TASK TO CARRY OUT
Rewrite the part of the items that opens with the line containing "Warehouse picking: mark the man's short" and runs through the end of the items as a Markdown table with the columns Row and Line. Give each line its own numbered row, skip blank lines, and leave the pictures out of the table.

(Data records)
— Begin —

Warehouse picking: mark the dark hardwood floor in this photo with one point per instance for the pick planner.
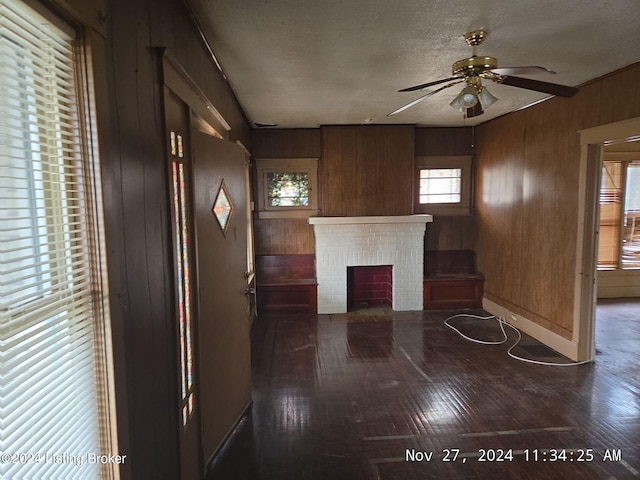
(397, 396)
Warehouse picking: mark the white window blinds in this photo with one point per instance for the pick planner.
(49, 398)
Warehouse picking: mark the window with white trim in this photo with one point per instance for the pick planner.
(52, 309)
(443, 185)
(287, 187)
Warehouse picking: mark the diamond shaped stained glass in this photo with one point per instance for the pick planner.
(223, 208)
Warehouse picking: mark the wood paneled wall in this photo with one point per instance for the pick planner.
(137, 217)
(527, 197)
(367, 170)
(364, 170)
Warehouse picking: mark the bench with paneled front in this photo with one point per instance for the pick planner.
(286, 283)
(451, 280)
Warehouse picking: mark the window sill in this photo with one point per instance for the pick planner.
(445, 210)
(268, 214)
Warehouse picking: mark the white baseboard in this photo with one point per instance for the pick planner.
(560, 344)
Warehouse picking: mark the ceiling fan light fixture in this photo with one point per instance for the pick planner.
(485, 98)
(467, 98)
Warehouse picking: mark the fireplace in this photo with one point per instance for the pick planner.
(369, 286)
(395, 241)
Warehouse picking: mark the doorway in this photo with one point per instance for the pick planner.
(593, 141)
(209, 209)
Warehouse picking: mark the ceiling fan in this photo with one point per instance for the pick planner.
(474, 97)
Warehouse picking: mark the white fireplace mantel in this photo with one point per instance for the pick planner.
(343, 242)
(371, 219)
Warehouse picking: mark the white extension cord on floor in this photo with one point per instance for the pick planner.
(502, 322)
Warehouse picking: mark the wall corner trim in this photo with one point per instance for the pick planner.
(560, 344)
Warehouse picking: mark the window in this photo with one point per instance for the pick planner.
(619, 238)
(444, 185)
(440, 185)
(54, 369)
(287, 187)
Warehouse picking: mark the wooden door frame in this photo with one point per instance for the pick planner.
(592, 141)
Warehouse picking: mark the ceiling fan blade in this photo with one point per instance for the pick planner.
(538, 86)
(430, 84)
(521, 70)
(418, 100)
(474, 111)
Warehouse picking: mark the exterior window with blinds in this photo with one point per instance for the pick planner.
(52, 314)
(443, 185)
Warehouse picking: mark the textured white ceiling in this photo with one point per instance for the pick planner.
(304, 63)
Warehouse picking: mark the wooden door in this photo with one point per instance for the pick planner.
(220, 206)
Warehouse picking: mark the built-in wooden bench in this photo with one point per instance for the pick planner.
(286, 283)
(451, 280)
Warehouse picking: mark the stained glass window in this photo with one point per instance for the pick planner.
(223, 208)
(183, 278)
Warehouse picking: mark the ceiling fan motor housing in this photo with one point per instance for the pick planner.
(474, 65)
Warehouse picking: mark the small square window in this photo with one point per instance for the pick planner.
(287, 187)
(443, 185)
(440, 185)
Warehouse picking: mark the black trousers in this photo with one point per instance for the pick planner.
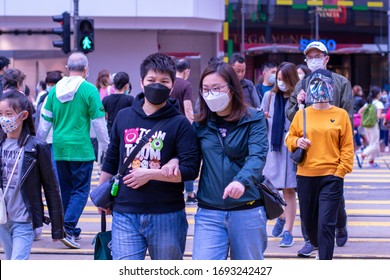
(341, 219)
(319, 201)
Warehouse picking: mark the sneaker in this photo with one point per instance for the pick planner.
(278, 228)
(37, 233)
(192, 200)
(287, 239)
(359, 160)
(69, 241)
(306, 250)
(341, 236)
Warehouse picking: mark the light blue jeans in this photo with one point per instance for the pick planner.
(16, 239)
(243, 232)
(163, 235)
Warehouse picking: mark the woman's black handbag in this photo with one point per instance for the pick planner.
(102, 242)
(102, 196)
(298, 154)
(273, 202)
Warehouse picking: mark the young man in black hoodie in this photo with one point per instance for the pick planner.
(149, 210)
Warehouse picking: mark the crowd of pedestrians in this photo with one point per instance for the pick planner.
(230, 132)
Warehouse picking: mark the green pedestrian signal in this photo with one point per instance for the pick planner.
(87, 43)
(85, 35)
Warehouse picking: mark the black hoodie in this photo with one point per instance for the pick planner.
(175, 139)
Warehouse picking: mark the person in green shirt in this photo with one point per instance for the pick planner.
(72, 106)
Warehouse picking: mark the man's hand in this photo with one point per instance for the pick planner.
(137, 178)
(234, 190)
(171, 168)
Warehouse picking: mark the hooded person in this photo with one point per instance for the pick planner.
(149, 209)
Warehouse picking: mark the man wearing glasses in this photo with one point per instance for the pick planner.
(317, 57)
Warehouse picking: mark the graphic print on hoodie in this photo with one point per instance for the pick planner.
(176, 138)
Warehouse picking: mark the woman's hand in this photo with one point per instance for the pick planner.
(137, 178)
(303, 143)
(234, 190)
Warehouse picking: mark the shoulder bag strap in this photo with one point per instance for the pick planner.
(103, 221)
(304, 123)
(141, 143)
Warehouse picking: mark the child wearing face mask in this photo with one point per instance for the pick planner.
(25, 168)
(279, 167)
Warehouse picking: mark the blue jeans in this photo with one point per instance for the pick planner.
(16, 238)
(189, 186)
(75, 184)
(163, 235)
(244, 231)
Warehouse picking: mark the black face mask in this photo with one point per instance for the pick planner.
(156, 93)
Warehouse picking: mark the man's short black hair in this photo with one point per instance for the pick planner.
(182, 64)
(236, 58)
(4, 61)
(121, 79)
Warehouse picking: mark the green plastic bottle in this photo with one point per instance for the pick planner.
(115, 187)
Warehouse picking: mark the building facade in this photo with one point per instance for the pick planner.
(355, 33)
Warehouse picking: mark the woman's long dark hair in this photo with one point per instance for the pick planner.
(19, 102)
(227, 73)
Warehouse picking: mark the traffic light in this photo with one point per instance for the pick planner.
(63, 31)
(85, 35)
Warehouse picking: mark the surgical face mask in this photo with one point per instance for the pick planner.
(282, 86)
(315, 64)
(9, 124)
(272, 78)
(216, 101)
(156, 93)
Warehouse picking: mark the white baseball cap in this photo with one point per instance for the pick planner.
(316, 45)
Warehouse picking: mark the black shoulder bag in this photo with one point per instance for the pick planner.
(102, 196)
(273, 202)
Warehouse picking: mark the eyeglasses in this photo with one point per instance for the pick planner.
(318, 56)
(216, 90)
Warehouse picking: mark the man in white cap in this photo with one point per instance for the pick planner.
(317, 57)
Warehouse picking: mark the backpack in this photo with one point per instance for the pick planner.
(369, 118)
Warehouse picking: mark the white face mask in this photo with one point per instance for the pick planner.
(272, 78)
(315, 64)
(282, 86)
(217, 101)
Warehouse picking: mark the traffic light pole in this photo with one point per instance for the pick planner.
(75, 19)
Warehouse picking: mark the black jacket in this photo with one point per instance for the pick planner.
(38, 171)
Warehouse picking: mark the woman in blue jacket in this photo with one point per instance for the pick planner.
(234, 145)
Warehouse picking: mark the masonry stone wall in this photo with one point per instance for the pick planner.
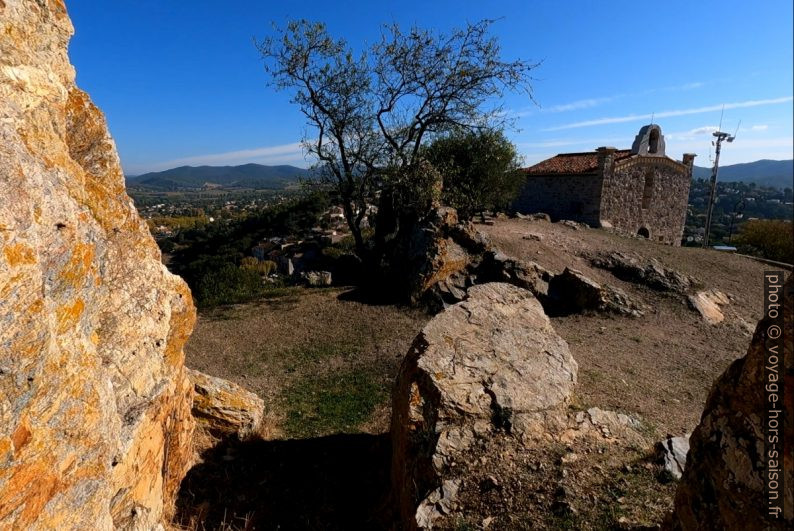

— End —

ANSWER TO THE TASK
| Row | Line |
|---|---|
| 1 | Warehouse picking: mark the man's short black hair in this photo with one point per instance for the pick planner. |
| 2 | (182, 64) |
| 3 | (236, 58) |
| 4 | (4, 61) |
| 5 | (121, 79) |
| 6 | Warehouse picking: mark the green plastic bottle in this photo with one point per instance for the pick planner. |
| 7 | (115, 187) |
| 8 | Warehouse picking: mark the building facade in this photo with one point per instance for the pick planner. |
| 9 | (355, 33) |
| 10 | Warehouse picking: mark the woman's long dark hair in this photo with one point per instance for the pick planner. |
| 11 | (19, 102) |
| 12 | (227, 73) |
| 13 | Warehouse picking: mark the traffic light in this photo with one point per instance for the pick planner. |
| 14 | (63, 31) |
| 15 | (85, 35) |
| 16 | Warehouse picking: mark the surgical face mask in this photo with one point per instance for the pick planner. |
| 17 | (282, 86) |
| 18 | (315, 64) |
| 19 | (9, 124) |
| 20 | (272, 78) |
| 21 | (216, 101) |
| 22 | (156, 93) |
| 23 | Warehouse picking: mark the white baseball cap in this photo with one point per instance for the pick planner. |
| 24 | (316, 45) |
| 25 | Warehouse picking: mark the black shoulder bag in this photo with one point per instance for the pick planner. |
| 26 | (102, 196) |
| 27 | (273, 202) |
| 28 | Warehouse picking: mark the eyeglasses in this photo with one point per instance for the pick planner. |
| 29 | (318, 56) |
| 30 | (216, 90) |
| 31 | Warehouse picking: mark the man in white cap in this photo with one point per instance for the pick planner. |
| 32 | (317, 57) |
| 33 | Warehouse picking: mark the backpack in this photo with one point per instance for the pick planner. |
| 34 | (369, 118) |
| 35 | Warehouse picking: mark the white face mask in this photo with one point per instance for the pick planner. |
| 36 | (272, 78) |
| 37 | (315, 64) |
| 38 | (282, 86) |
| 39 | (217, 101) |
| 40 | Warehouse picking: mark the traffic light pole in this photo with one point per instance for the pick planner. |
| 41 | (75, 19) |
| 42 | Warehouse picking: mark the black jacket in this photo with one point per instance for the pick planner. |
| 43 | (38, 171) |
| 44 | Warehouse picking: mark the woman in blue jacket in this photo with one point per instance for the pick planner. |
| 45 | (234, 145) |
| 46 | Warehouse picking: mark the masonry stone wall in this photo with one point per instance for the pick planner. |